Work required: Produce an exact copy of the lines below, starting at the first and ending with the line containing "Q: Point to every instance of the white".

Material provided:
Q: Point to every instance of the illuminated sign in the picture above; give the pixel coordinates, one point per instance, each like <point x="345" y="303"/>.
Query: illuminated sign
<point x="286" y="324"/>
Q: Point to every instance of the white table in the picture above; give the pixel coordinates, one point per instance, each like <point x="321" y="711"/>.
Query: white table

Result for this exercise:
Q: Point to every instance of the illuminated sign in the picture above; give the pixel coordinates, one point per instance, each like <point x="345" y="303"/>.
Query: illuminated sign
<point x="286" y="324"/>
Q: Point to every instance of the white table in the picture above; give the pixel coordinates, one point per instance, each like <point x="321" y="711"/>.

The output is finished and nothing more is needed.